Document extract:
The film-poem (also called the poetic avant-garde film, verse-film or verse-documentary or film poem without the hyphen)[1] is a label first applied to American avant-garde films released after World War II.[2] During this time, the relationship between film and poetry was debated. James Peterson in Dreams of Chaos, Visions of Order said, "In practice, the film poem label was primarily an emblem of the avant-garde's difference from the commercial narrative film." Peterson reported that in the 1950s, overviews of avant-garde films "generally identified two genres: the film poem and the graphic cinema".[3] By the 1990s, the avant-garde cinema encompassed the term "film-poem" in addition to different strains of filmmaking.[4] Film-poems are considered "personal films" and are seen "as autonomous, standing apart from traditions and genres". They are "an open, unpredictable experience" due to eschewing extrinsic expectations based on commercial films. Peterson said, "The viewer's cycles of anticipation and satisfaction derive primarily from the film's intrinsic structure."[5] The film-poems are personal as well as private: "Many film poems document intimate moments of the filmmaker's life."[6]

David E. James and Sarah Neely are two academics who have sought to explore the relationship between poetry and film. James writes of the idea of the poet ‘In the modern world, poet designates a preferred medium; but the word also implies a mode of social (un)insertion. It bespeaks a cultural practice that, in being economically insignificant, remains economically unincorporated, and so retains the possibility of cultural resistance.’ Of Stan Brakhage, David E. James writes ‘The installation of the filmmaker as a poet had, then, both theoretical and practical components. It involved the conceptualization of the film artist as an individual author, a Romantic creator-a conceptualization made possible by manufacturing a tradition of such out of previous film history; and it necessitated a working organization, a mode of production and distribution, alternative to the technology, labour practices, and institutional insertion of Hollywood.’[7]

In his essay Poetry-Films and Film Poems in Film Poems, William C. Wees differentiates between poetry-film using a film to ‘illustrate’ a poem, and film poems in which ‘a synthesis of poetry and film that generates associations, connotations and metaphors neither the verbal nor the visual text could produce on its own.’[8]

Examples of a film that fits in to the first is Manhatta (1921) by Charles Sheeler and Paul Strand using the poem by Walt Whitman, while in the second is Meshes of the Afternoon (1943) by Maya Deren and Alexander Hammmid.  Film Poems was a touring programme of films exploring the relationship between films and poetry curated by film maker Peter Todd and screened at the National Film Theatre London in February 1998 and which screened the following year as a touring programme at various venues supported by The Arts Council of England and the BFI Touring Unit (and would be followed by a further three Film Poems programmes). [9] [10] This programme included two films by film maker and poet Margaret Tait which displayed the range and texture of her work with one film Hugh MacDiarmid A Portrait (1964) featuring the poet MacDiarmid reading his own work, while the other Aerial (1974) is without words and which author Ali Smith described as ‘a tiny poem’. [11] Sarah Neely also writes of this film ‘For this film, Tait moved away from the inclusion of spoken word on the soundtrack: instead the film’s poetry comes wholly from image and sound’ emphasising ‘Aerial seems a perfect distillation of Tait’s idea of a film poem. [12] Sophie Mayer in How British Poetry Fell In Love With Film said Margaret Tait created her largely self-made films where she lived and would be described as ‘the only British artist truly making film poems’. [13]

Work(Country-wise)

Problems:
1. Please update the entries in the part that opens with the line containing "Target = woman's eyebrow" and closes with the last of the entries, replacing "tablet screen" with "tablet display" and leaving everything else unchanged. Return only those lines.
2. Extend the text on the film-poem, picking up right after its final line.

Record set:
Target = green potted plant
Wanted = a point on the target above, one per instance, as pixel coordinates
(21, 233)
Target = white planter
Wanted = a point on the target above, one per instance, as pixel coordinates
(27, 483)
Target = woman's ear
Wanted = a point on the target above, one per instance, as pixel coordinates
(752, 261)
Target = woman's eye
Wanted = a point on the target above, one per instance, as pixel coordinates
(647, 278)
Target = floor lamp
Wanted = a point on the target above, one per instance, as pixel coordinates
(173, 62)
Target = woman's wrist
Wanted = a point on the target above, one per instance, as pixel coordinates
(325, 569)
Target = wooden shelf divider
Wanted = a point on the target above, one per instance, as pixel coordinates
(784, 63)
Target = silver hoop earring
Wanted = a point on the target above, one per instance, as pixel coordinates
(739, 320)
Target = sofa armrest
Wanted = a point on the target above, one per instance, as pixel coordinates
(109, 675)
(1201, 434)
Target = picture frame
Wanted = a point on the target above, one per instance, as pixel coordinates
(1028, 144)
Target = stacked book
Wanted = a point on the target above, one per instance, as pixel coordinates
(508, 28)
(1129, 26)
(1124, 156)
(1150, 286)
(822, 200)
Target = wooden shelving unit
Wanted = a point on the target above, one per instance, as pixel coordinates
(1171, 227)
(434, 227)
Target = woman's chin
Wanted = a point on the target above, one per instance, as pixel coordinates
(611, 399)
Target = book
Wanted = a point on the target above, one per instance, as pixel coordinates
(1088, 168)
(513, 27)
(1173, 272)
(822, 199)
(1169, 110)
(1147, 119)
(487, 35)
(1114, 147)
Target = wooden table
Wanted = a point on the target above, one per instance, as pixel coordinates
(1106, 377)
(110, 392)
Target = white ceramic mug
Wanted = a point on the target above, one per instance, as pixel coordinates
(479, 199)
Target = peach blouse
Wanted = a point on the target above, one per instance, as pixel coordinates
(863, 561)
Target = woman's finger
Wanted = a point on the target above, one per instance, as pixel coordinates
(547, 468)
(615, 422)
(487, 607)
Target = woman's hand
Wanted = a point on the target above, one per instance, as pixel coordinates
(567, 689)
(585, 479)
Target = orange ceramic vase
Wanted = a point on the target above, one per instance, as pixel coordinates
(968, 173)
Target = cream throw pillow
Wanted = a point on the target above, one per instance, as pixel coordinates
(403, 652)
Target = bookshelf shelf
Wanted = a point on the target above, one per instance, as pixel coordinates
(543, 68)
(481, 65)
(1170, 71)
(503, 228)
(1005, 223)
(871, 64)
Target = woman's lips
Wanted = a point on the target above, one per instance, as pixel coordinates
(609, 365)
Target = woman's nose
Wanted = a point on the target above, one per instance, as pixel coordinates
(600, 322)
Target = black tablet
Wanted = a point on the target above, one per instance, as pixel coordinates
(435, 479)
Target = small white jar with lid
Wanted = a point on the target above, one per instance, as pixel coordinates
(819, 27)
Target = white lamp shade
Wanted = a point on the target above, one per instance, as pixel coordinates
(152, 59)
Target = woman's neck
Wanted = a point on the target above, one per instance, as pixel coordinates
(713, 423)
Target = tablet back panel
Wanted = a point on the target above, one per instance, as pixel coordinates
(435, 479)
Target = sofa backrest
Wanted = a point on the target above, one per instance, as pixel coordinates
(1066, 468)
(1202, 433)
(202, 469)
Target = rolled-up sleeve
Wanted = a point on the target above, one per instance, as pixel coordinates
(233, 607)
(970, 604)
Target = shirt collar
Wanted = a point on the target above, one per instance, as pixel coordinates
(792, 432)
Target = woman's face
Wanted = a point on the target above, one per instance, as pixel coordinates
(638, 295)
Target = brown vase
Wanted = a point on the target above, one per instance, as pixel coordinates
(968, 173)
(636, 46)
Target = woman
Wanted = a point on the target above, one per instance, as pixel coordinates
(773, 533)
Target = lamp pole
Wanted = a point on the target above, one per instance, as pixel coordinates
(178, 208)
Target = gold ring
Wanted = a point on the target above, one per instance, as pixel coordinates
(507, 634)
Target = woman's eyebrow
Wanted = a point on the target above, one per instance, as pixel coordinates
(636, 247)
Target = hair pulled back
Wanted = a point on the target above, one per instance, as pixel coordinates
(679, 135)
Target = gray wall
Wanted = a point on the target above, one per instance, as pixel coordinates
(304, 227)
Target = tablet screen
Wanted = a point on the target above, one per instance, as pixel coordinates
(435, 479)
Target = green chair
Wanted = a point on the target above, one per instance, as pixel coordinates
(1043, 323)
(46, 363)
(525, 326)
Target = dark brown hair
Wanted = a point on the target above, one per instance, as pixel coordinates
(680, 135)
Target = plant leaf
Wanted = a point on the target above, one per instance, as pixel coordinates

Final answers:
1.
Target = woman's eyebrow
Wanted = a point on the target above, one per instance, as pixel coordinates
(636, 247)
Target = hair pulled back
Wanted = a point on the target above, one per instance, as pixel coordinates
(679, 135)
Target = gray wall
Wanted = a point on the target above, one per instance, as pixel coordinates
(304, 227)
Target = tablet display
Wanted = a point on the target above, one per instance, as pixel coordinates
(435, 479)
Target = green chair
Wanted = a point on the target above, one per instance, as pixel coordinates
(1043, 323)
(46, 363)
(525, 326)
Target = dark brown hair
Wanted = a point on the target above, one per instance, as pixel coordinates
(680, 135)
Target = plant leaf
Wanted = a point on the target above, one per instance, as pixel coordinates

2.
  • India

Stark Electric Jesus [14][15][16][17]

See also

Notes

  1. ^ Peter Atkinson. "Poetic licence: Issues of signification and authorship in British television versedocumentary, 1986-96".
  2. ^ Peterson 1994, p. 10
  3. ^ Peterson 1994, p. 29
  4. ^ Peterson 1994, p. 30
  5. ^ Peterson 1994, p. 31
  6. ^ Peterson 1994, p. 32
  7. ^ James, David E (1989). Allegories of Cinema: American Film in the Sixties. Princeton University Press. p. 32. ISBN 0691006040.
  8. ^ "Film Poems". Margaret Tait 100. Retrieved 2020-05-07.
  9. ^ Todd, Peter (June 2019). The Film Poems Series 1-4 (1999-2003) – and a few thoughts. Jugend ohne Film, No. 1, Poetry: Poetry.CS1 maint: location (link)
  10. ^ "Poetry Archive". Jugend ohne Film (in German). Retrieved 2020-05-07.
  11. ^ Todd and Cook (2004). Subjects and sequences : a Margaret Tait reader. Tait, Margaret, 1918-1999., Todd, Peter,, Cook, Benjamin. London: LUX. p. 18. ISBN 0-9548569-0-2. OCLC 62119997.
  12. ^ Neely, Sarah (2017). Between categories: the films of Margaret Tait: portraits, poetry, sound and place. Peter Lang Ltd, International Academic Publishers. p. 149.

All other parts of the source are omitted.